Task data:
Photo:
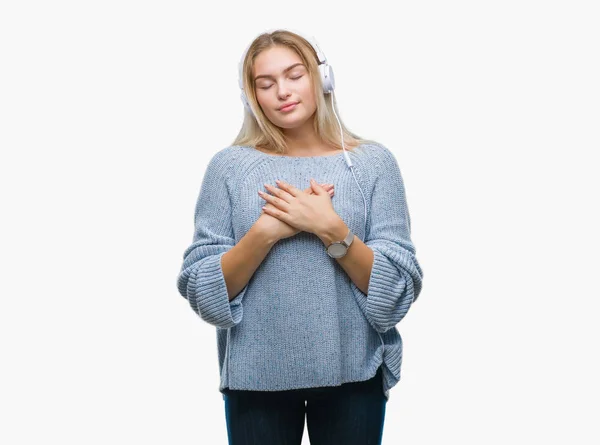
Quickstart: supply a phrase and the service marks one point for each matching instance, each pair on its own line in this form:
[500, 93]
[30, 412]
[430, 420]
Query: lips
[288, 106]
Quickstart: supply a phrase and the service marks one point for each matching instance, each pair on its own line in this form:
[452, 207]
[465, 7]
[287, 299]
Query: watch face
[337, 250]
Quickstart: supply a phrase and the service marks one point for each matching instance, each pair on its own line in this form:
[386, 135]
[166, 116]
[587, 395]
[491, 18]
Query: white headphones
[325, 71]
[328, 82]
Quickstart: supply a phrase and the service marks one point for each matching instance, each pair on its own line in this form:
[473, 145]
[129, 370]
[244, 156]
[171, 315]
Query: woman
[305, 311]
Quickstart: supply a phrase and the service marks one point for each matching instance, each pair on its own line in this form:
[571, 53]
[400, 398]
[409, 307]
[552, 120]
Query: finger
[288, 188]
[283, 195]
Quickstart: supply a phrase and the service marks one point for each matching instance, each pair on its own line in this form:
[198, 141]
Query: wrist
[335, 230]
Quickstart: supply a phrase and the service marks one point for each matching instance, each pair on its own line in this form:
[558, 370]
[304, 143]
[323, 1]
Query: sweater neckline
[332, 156]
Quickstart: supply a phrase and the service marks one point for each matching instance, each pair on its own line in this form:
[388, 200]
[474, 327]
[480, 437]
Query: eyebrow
[285, 71]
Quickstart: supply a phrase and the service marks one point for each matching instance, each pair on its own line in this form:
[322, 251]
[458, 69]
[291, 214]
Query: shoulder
[224, 161]
[377, 155]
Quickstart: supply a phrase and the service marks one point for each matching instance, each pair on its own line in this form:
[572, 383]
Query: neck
[302, 140]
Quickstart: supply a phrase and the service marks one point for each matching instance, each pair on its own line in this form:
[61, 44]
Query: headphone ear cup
[327, 78]
[246, 103]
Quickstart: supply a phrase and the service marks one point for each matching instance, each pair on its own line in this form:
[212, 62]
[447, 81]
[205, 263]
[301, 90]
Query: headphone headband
[325, 70]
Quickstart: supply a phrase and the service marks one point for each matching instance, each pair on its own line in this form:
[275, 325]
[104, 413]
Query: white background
[110, 112]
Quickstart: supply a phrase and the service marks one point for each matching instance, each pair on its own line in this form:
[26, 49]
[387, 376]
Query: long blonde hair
[258, 130]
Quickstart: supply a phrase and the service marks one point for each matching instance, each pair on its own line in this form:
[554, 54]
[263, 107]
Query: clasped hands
[298, 210]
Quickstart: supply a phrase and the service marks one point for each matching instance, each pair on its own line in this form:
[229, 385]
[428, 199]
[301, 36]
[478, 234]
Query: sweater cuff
[387, 299]
[208, 290]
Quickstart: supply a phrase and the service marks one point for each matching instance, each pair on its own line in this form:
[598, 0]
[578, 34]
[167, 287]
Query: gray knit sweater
[300, 322]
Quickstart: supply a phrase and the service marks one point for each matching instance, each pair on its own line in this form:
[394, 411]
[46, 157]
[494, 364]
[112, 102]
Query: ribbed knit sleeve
[201, 279]
[396, 276]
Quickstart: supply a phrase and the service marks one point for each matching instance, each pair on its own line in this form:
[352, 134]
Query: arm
[211, 280]
[393, 274]
[240, 263]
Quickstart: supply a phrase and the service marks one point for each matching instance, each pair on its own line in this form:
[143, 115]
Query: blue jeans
[350, 414]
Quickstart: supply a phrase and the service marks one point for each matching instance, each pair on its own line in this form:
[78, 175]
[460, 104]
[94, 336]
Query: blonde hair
[258, 130]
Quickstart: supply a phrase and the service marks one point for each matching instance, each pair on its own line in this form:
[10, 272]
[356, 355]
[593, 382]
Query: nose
[283, 91]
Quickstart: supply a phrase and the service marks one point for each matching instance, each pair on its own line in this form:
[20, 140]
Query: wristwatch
[338, 249]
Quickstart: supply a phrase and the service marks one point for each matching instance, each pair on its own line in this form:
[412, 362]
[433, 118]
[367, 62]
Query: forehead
[274, 60]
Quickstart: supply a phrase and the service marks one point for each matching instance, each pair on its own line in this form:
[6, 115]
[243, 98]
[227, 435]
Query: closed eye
[293, 78]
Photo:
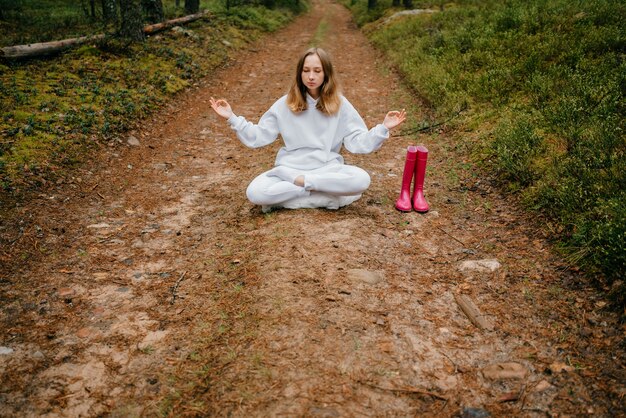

Description of the task: Give the number of lines in the items above that contain the string "blonde", where case counts. Reply with the number alone.

The output: 2